**WHAT IS ASKED**
Could you rewrite the listing below with every "hole rule" renamed to "fill rule", leaving everything else unchanged and omitting the pictures?

**AVAILABLE DATA**

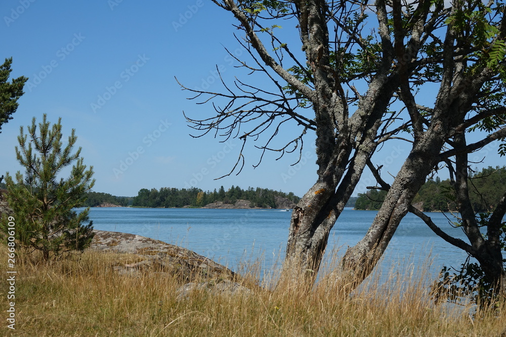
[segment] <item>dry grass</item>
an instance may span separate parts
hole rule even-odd
[[[0,254],[7,255],[5,248]],[[309,293],[289,286],[233,296],[193,293],[159,273],[118,275],[139,258],[88,252],[78,260],[17,266],[16,335],[500,336],[503,314],[435,305],[418,278],[369,281],[351,296],[321,282]],[[253,268],[255,269],[254,268]],[[253,273],[254,274],[255,273]],[[4,274],[5,275],[5,274]],[[7,308],[6,277],[0,296]],[[6,309],[2,310],[6,318]],[[502,312],[504,312],[504,311]],[[6,320],[0,334],[10,335]]]

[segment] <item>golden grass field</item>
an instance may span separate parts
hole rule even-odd
[[[0,254],[7,255],[5,247]],[[91,251],[50,264],[18,257],[16,329],[7,327],[9,284],[2,277],[0,335],[506,336],[504,308],[474,312],[471,306],[435,305],[414,277],[402,280],[403,287],[392,280],[388,291],[369,280],[350,296],[324,280],[309,293],[282,286],[249,295],[196,292],[178,301],[182,284],[174,277],[121,276],[113,269],[140,259]]]

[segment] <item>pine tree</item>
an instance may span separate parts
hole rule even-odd
[[[74,129],[62,149],[61,121],[60,118],[51,126],[45,114],[38,124],[38,134],[34,117],[27,134],[20,128],[20,148],[16,147],[16,154],[25,174],[18,171],[16,182],[9,172],[6,177],[7,201],[16,220],[15,237],[32,252],[41,251],[46,261],[68,256],[72,251],[82,251],[94,235],[89,208],[78,214],[74,210],[82,206],[86,192],[95,183],[93,167],[87,170],[79,157],[80,148],[72,153],[77,140]],[[62,171],[73,163],[70,176],[59,178]],[[2,224],[6,223],[4,219]],[[6,228],[2,230],[5,232]]]
[[[6,59],[4,64],[0,65],[0,131],[2,124],[12,119],[11,115],[18,109],[18,99],[24,93],[23,87],[28,78],[21,76],[13,78],[12,82],[7,81],[11,75],[12,58]],[[1,181],[0,179],[0,181]]]

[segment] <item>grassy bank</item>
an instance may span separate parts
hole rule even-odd
[[[6,256],[2,246],[0,254]],[[115,265],[132,255],[88,252],[77,261],[48,265],[17,261],[15,335],[24,336],[500,336],[506,320],[471,316],[465,307],[435,305],[419,280],[404,296],[390,287],[364,287],[342,296],[322,285],[310,294],[289,287],[254,295],[217,296],[194,293],[176,300],[181,285],[171,277],[147,273],[118,275]],[[4,274],[5,275],[5,274]],[[6,327],[8,282],[0,293]],[[504,312],[503,310],[502,312]]]

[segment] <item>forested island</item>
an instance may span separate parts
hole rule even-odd
[[[293,192],[284,193],[268,188],[249,187],[247,189],[232,186],[225,189],[223,186],[217,190],[204,191],[200,188],[161,187],[142,188],[137,197],[116,197],[107,193],[89,192],[85,206],[132,206],[150,208],[204,207],[206,205],[234,205],[238,201],[245,201],[241,205],[246,208],[291,208],[300,200]],[[233,208],[230,206],[230,208]],[[216,208],[229,208],[216,207]]]
[[[489,166],[480,172],[470,173],[470,198],[474,209],[485,212],[493,210],[506,188],[506,166]],[[360,193],[355,205],[356,210],[377,210],[387,191],[371,189]],[[439,177],[429,179],[413,200],[413,205],[425,212],[448,212],[456,209],[450,179]]]

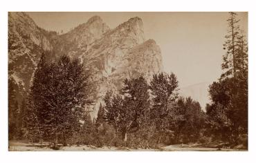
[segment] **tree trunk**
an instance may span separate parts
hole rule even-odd
[[[127,131],[125,131],[124,142],[126,142],[127,141]]]

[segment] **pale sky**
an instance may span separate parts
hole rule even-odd
[[[176,75],[180,88],[216,81],[221,73],[228,12],[27,12],[40,27],[68,32],[98,15],[111,28],[131,17],[143,19],[146,39],[161,49],[164,70]],[[237,12],[247,32],[248,13]],[[247,35],[247,34],[246,34]]]

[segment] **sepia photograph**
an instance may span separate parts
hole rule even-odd
[[[8,151],[247,152],[248,17],[8,12]]]

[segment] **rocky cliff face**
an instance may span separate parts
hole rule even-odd
[[[26,13],[8,13],[8,79],[19,102],[29,89],[42,52],[53,50],[44,32]]]
[[[22,17],[15,16],[16,18],[12,19],[12,15]],[[21,26],[22,30],[13,28],[12,24]],[[24,39],[24,33],[29,33],[29,37]],[[29,88],[33,72],[41,55],[39,51],[51,51],[54,54],[51,56],[53,59],[63,54],[80,59],[92,75],[91,98],[95,102],[89,109],[93,111],[93,117],[96,117],[107,91],[116,92],[122,87],[125,78],[143,75],[149,81],[153,73],[162,71],[160,48],[155,41],[145,40],[143,21],[138,17],[131,18],[111,30],[100,17],[95,16],[70,32],[57,35],[38,28],[24,13],[12,13],[9,15],[10,35],[17,35],[13,39],[14,42],[20,42],[19,50],[24,51],[22,53],[24,58],[28,57],[24,59],[26,62],[17,62],[15,58],[19,58],[20,52],[13,46],[15,43],[9,45],[9,66],[19,63],[19,67],[11,69],[14,72],[12,74],[19,75],[19,79],[26,86],[24,89]],[[9,37],[9,42],[10,39],[12,37]],[[20,41],[24,39],[28,40],[28,44],[31,46],[26,46],[25,41]],[[10,47],[13,47],[13,50]],[[36,47],[39,52],[33,50],[33,47]],[[24,78],[21,78],[22,67],[28,67],[25,71],[29,74]]]

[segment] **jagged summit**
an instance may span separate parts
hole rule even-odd
[[[65,34],[51,37],[26,13],[13,15],[9,16],[8,23],[9,67],[13,71],[13,82],[20,86],[19,90],[29,89],[44,51],[50,50],[53,60],[63,54],[78,58],[92,75],[89,97],[95,104],[88,108],[92,111],[92,117],[97,116],[106,93],[117,92],[125,79],[143,75],[149,81],[153,73],[163,70],[160,47],[154,39],[145,40],[139,17],[132,17],[111,30],[96,15]]]
[[[87,21],[87,23],[91,23],[93,21],[103,21],[102,19],[100,16],[95,15],[91,17],[90,19],[89,19],[89,20]]]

**FULL SOLUTION**
[segment] <item>dry grass</item>
an instance may span separate parts
fill rule even-odd
[[[0,254],[7,255],[5,248]],[[309,293],[289,286],[233,296],[193,293],[159,273],[118,275],[139,258],[88,252],[78,260],[17,266],[16,335],[500,336],[503,314],[435,305],[418,278],[369,281],[351,296],[321,282]],[[253,268],[255,269],[254,268]],[[253,273],[254,274],[255,273]],[[4,274],[5,275],[5,274]],[[7,308],[6,277],[0,296]],[[6,309],[2,310],[6,318]],[[502,312],[504,312],[504,311]],[[6,320],[0,334],[10,335]]]

[segment] <item>golden grass field</item>
an instance may span separate parts
fill rule even-odd
[[[0,254],[7,255],[5,247]],[[91,251],[50,264],[18,257],[16,329],[7,327],[9,284],[2,277],[0,335],[506,336],[504,308],[474,312],[471,306],[435,305],[414,277],[402,280],[403,287],[392,280],[388,291],[369,280],[350,296],[324,280],[309,293],[282,286],[249,295],[196,292],[178,301],[182,284],[174,277],[121,276],[113,269],[140,259]]]

[segment] <item>pine tree</item>
an instance may span separate parts
fill rule even-odd
[[[74,129],[62,149],[61,121],[60,118],[51,126],[45,114],[38,124],[38,134],[34,117],[27,134],[20,128],[20,148],[16,147],[16,154],[25,174],[18,171],[16,182],[9,172],[6,177],[7,201],[16,220],[15,237],[32,252],[41,251],[46,261],[68,256],[72,251],[82,251],[94,235],[89,208],[78,214],[74,210],[82,206],[86,192],[95,183],[93,167],[87,170],[79,157],[80,148],[72,153],[77,140]],[[62,171],[73,163],[70,176],[59,178]],[[2,224],[6,223],[4,219]],[[6,228],[2,230],[5,232]]]
[[[6,59],[4,64],[0,65],[0,131],[2,124],[12,119],[11,115],[18,109],[18,99],[24,93],[23,87],[28,78],[21,76],[13,78],[12,82],[7,81],[11,75],[12,58]],[[1,181],[0,179],[0,181]]]

[segment] <item>grassy bank</item>
an instance may span separate parts
fill rule even-odd
[[[6,256],[2,246],[0,254]],[[115,265],[132,255],[88,252],[77,261],[48,265],[17,261],[15,335],[24,336],[500,336],[506,320],[471,316],[465,307],[435,305],[419,280],[404,296],[390,287],[364,287],[342,296],[322,285],[310,294],[289,287],[254,295],[217,296],[194,293],[176,300],[181,285],[171,277],[147,273],[118,275]],[[4,274],[5,275],[5,274]],[[6,327],[8,282],[0,293]],[[504,312],[503,310],[502,312]]]

[segment] <item>forested island</item>
an instance may span separate parts
fill rule even-odd
[[[293,192],[284,193],[268,188],[249,187],[247,189],[232,186],[225,189],[223,186],[217,190],[204,191],[200,188],[161,187],[142,188],[137,197],[116,197],[107,193],[89,192],[85,206],[132,206],[150,208],[204,207],[206,205],[234,205],[238,201],[245,201],[241,205],[246,208],[291,208],[300,200]],[[233,208],[230,206],[230,208]],[[216,208],[229,208],[216,207]]]
[[[489,166],[480,172],[470,173],[470,198],[474,209],[485,212],[493,210],[506,188],[506,166]],[[360,193],[355,205],[356,210],[377,210],[387,191],[371,189]],[[439,177],[429,179],[413,200],[413,205],[425,212],[448,212],[456,209],[450,179]]]

[segment] **tree trunk**
an instance may span separate parts
fill rule even-odd
[[[127,131],[125,131],[124,142],[126,142],[127,141]]]

[segment] **pale sky**
an instance may span separate parts
fill rule even-odd
[[[176,75],[180,88],[216,81],[221,73],[228,12],[27,12],[40,27],[68,32],[98,15],[111,28],[131,17],[143,19],[146,39],[161,49],[164,70]],[[237,12],[247,32],[248,13]],[[247,35],[247,34],[246,34]]]

[segment] **sepia photograph**
an instance may span separate parts
fill rule even-odd
[[[8,151],[247,152],[248,17],[8,12]]]

[segment] **rocky cliff face**
an instance may span separate parts
fill rule even-odd
[[[26,13],[8,13],[8,79],[19,102],[29,89],[42,52],[53,50],[44,32]]]
[[[22,17],[15,16],[16,18],[12,19],[12,15]],[[21,26],[22,30],[13,28],[12,24]],[[24,39],[24,33],[29,33],[29,37]],[[29,88],[33,72],[41,55],[39,51],[51,51],[54,54],[51,56],[53,59],[63,54],[80,59],[92,75],[91,98],[95,102],[89,109],[93,111],[93,117],[96,117],[107,91],[116,92],[122,87],[125,78],[143,75],[149,81],[153,73],[162,71],[160,48],[155,41],[145,40],[143,21],[138,17],[131,18],[111,30],[100,17],[95,16],[70,32],[57,35],[38,28],[24,13],[12,13],[9,15],[10,35],[17,35],[13,39],[14,42],[20,42],[19,50],[24,51],[22,53],[24,58],[28,57],[24,59],[26,62],[17,62],[15,58],[19,58],[20,52],[13,46],[15,43],[9,45],[9,66],[19,63],[19,67],[11,69],[14,72],[12,74],[19,75],[19,79],[26,86],[24,89]],[[9,37],[9,42],[10,39],[12,37]],[[20,41],[24,39],[28,40],[28,44],[31,46],[26,46],[25,41]],[[10,47],[13,47],[13,50]],[[36,47],[39,52],[33,50],[33,47]],[[24,78],[21,78],[22,67],[28,67],[25,71],[29,74]]]

[segment] **jagged summit**
an instance may span separate parts
fill rule even-odd
[[[65,34],[51,37],[26,13],[13,15],[9,16],[8,23],[9,67],[13,71],[13,82],[20,86],[19,90],[29,89],[44,51],[50,50],[53,60],[63,54],[78,58],[92,75],[89,97],[95,104],[88,108],[92,111],[92,117],[97,116],[106,93],[117,92],[125,79],[143,75],[149,81],[153,73],[163,70],[160,47],[154,39],[145,40],[139,17],[132,17],[111,30],[96,15]]]
[[[87,21],[87,23],[91,23],[93,21],[103,21],[102,19],[100,16],[95,15],[91,17],[90,19],[89,19],[89,20]]]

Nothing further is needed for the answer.